**PROBLEM SET:**
[a] Return the passage from the book excerpt about preparing children for responsibility exactly, starting at "The school was working" and ending at "would be facing?".
[b] Resume the excerpt about preparing children for adult responsibility from the point where it stops.

**TEXT SHOWN:**
--

They're growing up faster than you'd ever imagined. Before you know it, high school will be behind them. Will your children be ready for the complex choices and responsibilities that await them as adults? Parenting authority Dr. Bob Barnes believes the time to prepare children for successful public, personal, and private lives is now, while they're at home. How? By giving them a "learners permit" opportunities to develop the skills, experiences, and characters that will help them become good decision makers, good marriage-partners, and good communicators, employees, and money-managers -- and godly individuals whose Christian faith runs deep. In Ready for Responsibility, Dr. Barnes steers you beyond fearful and passive parenting styles to become a "training parent." Complete with practical questions and exercises, here's how you can give your children one of your greatest gifts as a parent: the means to succeed in life.

Product Details

ISBN-13: 9780310201359
Publisher: Zondervan
Publication date: 12/13/1996
Pages: 240
Product dimensions: 5.25(w) x 8.06(h) x 0.63(d)
Age Range: 18 Years

About the Author

Dr. Robert and Rosemary Barnes are conference speakers and coauthors of Rock-Solid Marriage and We Need to Talk. Dr. Robert Barnes is executive director of Sheridan House Family Ministries, the author of several books, host of the weekly "Family Time Radio" program, and writer of a newspaper column on family issues. Rosemary Barnes is a frequent national conference speaker with Robert on marriage and family issues.

Read an Excerpt

Chapter One
The Learner's Permit
Give her a credit card? You've got to be kidding! Why in the world are you doing that? She's only sixteen years old! She's still a kid!'
I was sitting at lunch telling a friend about our beginning of the year plans for my daughter, Torrey. Torrey was entering her junior year of high school and we were spending the summer making decisions about what we, as her parents, needed to be teaching her this year. We knew the school would be helping to prepare her for many of her academic challenges. The guidance department had been talking to her about college and preparing to take the SAT exams. School was also helping her in the area of poise and confidence via the drama department. They were even putting her in some debate situations, making her stand up for what she believes in. They had her write and present a paper on her views of abortion.
The school was working diligently at helping to prepare my daughter academically, but in what ways were her parents preparing her? If the school had thought it important to take some of the college entrance exams in tenth grade, just for practice, shouldn't I be setting her up to practice some of the more important things? But that brings up the real question my friend should have been asking at lunch that day. If the school was trying to prepare my daughter academically for her next step, shouldn't her parents also have a plan in place to help prepare her for the adult world she would be facing?

--

**SUPPLIED MATERIAL:**
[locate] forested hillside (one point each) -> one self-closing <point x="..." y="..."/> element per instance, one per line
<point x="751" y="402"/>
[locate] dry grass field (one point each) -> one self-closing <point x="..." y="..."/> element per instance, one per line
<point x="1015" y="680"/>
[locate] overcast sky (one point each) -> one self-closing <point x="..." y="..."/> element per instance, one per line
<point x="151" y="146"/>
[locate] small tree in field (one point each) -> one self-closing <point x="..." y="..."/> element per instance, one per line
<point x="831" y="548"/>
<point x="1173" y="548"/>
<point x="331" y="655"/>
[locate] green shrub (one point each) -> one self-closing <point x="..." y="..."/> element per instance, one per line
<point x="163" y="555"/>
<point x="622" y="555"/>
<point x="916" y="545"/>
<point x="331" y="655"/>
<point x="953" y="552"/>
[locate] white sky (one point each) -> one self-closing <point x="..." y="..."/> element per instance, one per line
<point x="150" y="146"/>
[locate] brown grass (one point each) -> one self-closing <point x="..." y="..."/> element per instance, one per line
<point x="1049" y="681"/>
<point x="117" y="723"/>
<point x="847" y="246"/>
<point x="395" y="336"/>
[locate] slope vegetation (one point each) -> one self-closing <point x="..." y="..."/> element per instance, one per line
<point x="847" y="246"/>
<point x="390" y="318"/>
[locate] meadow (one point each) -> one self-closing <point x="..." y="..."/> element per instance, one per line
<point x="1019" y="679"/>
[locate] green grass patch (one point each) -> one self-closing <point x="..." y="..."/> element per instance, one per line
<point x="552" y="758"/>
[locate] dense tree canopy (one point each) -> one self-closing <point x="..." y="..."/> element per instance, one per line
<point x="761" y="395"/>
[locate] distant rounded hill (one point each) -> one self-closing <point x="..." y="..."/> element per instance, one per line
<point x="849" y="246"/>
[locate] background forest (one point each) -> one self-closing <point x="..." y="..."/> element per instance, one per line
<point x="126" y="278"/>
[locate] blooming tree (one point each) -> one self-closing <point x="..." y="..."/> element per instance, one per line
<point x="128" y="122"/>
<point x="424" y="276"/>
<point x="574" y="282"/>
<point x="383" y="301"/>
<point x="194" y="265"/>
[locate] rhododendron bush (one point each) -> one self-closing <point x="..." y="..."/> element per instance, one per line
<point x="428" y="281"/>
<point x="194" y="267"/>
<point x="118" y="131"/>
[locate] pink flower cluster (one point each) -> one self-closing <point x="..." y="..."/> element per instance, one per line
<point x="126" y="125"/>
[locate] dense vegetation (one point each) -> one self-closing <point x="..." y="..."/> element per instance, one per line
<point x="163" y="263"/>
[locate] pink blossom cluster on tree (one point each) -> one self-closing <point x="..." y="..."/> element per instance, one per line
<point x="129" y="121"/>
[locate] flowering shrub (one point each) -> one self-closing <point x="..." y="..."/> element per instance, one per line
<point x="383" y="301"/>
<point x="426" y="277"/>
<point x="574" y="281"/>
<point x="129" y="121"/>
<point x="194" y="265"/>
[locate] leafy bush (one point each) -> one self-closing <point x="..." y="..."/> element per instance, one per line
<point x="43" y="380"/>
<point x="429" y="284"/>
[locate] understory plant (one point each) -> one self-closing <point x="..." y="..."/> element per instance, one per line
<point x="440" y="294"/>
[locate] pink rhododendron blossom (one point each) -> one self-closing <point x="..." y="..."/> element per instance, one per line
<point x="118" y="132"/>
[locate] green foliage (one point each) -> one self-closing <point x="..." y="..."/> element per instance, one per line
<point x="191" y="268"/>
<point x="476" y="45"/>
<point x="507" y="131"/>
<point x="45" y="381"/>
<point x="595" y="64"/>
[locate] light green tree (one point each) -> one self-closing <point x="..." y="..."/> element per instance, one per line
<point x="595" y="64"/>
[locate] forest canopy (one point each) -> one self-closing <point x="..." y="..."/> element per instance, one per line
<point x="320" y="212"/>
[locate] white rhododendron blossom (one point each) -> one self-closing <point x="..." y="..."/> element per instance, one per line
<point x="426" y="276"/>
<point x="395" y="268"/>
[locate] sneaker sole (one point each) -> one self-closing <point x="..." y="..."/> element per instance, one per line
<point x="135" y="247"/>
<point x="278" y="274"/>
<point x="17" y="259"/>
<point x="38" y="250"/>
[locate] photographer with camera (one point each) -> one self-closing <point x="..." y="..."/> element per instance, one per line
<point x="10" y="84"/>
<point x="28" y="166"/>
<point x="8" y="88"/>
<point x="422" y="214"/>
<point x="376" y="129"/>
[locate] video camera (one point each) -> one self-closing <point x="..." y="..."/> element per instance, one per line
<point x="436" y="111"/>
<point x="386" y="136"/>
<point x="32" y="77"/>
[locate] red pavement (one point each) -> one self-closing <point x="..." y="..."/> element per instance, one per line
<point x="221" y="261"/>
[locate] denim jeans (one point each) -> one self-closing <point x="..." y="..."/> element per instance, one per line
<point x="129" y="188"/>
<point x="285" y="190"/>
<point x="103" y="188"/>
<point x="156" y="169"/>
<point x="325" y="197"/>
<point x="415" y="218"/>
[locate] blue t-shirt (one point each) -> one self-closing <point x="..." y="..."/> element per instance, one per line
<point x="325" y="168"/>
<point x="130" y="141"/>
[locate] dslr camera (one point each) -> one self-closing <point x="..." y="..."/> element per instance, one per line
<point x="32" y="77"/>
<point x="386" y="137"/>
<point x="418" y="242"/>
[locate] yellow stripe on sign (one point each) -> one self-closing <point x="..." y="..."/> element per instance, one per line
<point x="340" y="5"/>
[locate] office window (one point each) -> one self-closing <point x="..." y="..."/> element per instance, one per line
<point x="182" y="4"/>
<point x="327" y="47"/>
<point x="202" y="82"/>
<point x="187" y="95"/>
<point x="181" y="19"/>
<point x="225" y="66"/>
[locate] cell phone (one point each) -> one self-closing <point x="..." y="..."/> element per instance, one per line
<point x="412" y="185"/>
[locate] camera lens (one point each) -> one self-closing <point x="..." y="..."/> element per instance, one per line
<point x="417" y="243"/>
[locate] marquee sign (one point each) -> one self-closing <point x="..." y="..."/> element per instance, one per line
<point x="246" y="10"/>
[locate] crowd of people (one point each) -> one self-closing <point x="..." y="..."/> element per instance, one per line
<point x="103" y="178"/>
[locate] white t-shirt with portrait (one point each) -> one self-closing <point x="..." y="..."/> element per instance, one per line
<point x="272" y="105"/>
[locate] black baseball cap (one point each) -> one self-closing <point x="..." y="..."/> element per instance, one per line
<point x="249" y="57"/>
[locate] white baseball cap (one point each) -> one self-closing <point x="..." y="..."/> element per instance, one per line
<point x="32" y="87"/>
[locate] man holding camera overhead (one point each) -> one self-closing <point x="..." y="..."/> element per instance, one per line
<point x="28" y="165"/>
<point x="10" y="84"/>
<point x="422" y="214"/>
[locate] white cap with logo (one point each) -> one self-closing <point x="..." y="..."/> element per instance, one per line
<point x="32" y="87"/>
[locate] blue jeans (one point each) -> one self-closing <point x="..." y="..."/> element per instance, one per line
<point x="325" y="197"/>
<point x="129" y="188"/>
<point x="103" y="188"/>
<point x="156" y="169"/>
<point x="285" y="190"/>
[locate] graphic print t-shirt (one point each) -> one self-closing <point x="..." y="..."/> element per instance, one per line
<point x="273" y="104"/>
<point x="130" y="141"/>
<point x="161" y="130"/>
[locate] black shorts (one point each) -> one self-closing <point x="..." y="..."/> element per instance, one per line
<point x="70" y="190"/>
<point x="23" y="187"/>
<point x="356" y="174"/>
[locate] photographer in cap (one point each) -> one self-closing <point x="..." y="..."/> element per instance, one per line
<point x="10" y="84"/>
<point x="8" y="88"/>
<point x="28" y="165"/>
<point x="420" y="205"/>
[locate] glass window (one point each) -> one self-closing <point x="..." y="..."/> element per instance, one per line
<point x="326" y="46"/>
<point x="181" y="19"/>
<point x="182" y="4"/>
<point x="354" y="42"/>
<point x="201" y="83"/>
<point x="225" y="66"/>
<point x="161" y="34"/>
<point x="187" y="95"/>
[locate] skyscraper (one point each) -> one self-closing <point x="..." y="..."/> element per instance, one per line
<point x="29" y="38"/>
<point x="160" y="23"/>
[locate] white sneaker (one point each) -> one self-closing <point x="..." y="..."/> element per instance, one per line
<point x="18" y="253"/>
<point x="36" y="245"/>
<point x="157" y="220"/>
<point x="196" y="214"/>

--

**EXERCISE ANSWERS:**
[a]
The school was working diligently at helping to prepare my daughter academically, but in what ways were her parents preparing her? If the school had thought it important to take some of the college entrance exams in tenth grade, just for practice, shouldn't I be setting her up to practice some of the more important things? But that brings up the real question my friend should have been asking at lunch that day. If the school was trying to prepare my daughter academically for her next step, shouldn't her parents also have a plan in place to help prepare her for the adult world she would be facing?

[b]
Many evenings during the summer were spent getting ready for the new 'practice opportunities' we were going to implement this year. It didn't seem to make sense to keep my daughter from practicing adult responsibilities before she left home. No one can be expected to graduate and simply walk into an adult world prepared. It takes practice.
The marines set aside time to prepare their soldiers. It's called 'basic training' or 'boot camp.' The men and women in basic training don't practice the things they will have to learn to succeed in boot camp. Instead, they work on the skills they will need when they are out in the real world of the marine. They practice war games and battle simulations. That way they're prepared to do the things that are expected of them as marines.
Children need to practice the things they will need to be able to do as adults. I responded to my shocked friend at lunch. 'She's going to have to learn about areas of adult life such as credit cards sometime. Shouldn't we teach her while she's still at home?' Regardless of my explanation, this friend looked totally bewildered. He absolutely couldn't believe that I was putting a credit card in a sixteen-year-old's hands. He had never thought of the teenage years as a time for adult preparation. Then I asked him a question.
'When did you first get a credit card or a checking account?'
'Oh, I remember that day well,' my friend responded, looking off into space. 'It was the last thing my dad did as he dropped me off at college. We checked into a dorm, walked around the campus, and then went downtown to a bank. He made the arrangements to open an account for me. He got me a credit card and a checking account, and then we went back to the campus. He and mom kissed me good-bye, and we all cried as they drove off. Then we cried again once a month as we discussed the way I handled my finances!' my friend finished with a laugh.
'What do you mean?' I asked.
'My dad and I argued every month about my credit card bills and my checking overdrafts....' He stopped. Suddenly my friend stared off into space. I was having a hard time keeping a grin off my face.
He looked at me and said, 'I wasn't even ready to handle finances when I was in college, let alone a junior in high school.'
'You weren't ready because you had no training and no one to supervise you as you attempted this adult activity. Your parents just gave you the tools and said good-bye.'
This was just the kind of thing I wanted Torrey to avoid. Just as the school sees it as part of their job to set up a practice opportunity with the SAT exams, it's a parent's job to set up practice opportunities with as many of the expected adult competencies as possible.
GIVE THEM A LEARNER'S PERMIT
It doesn't make sense to all of a sudden hand an eighteen-year-old a credit card or a checkbook and then drive away, leaving them without the privilege of daily supervision. What does make sense is to give them a 'learner's permit' first.
Before you can drive a car alone, you must spend a period of time driving while being supervised. Ideally that's at least one year. It's a practice time. It's more than that, however. It's a practice time where someone is watching and giving on-the-spot input. If that's good to do before getting a driver's license, logically, it would be good to do for many other adult competencies. What's illogical is to turn our children loose in a dormitory full of other under-prepared eighteen-year-olds and then expect them to somehow learn many of the needed adult skills.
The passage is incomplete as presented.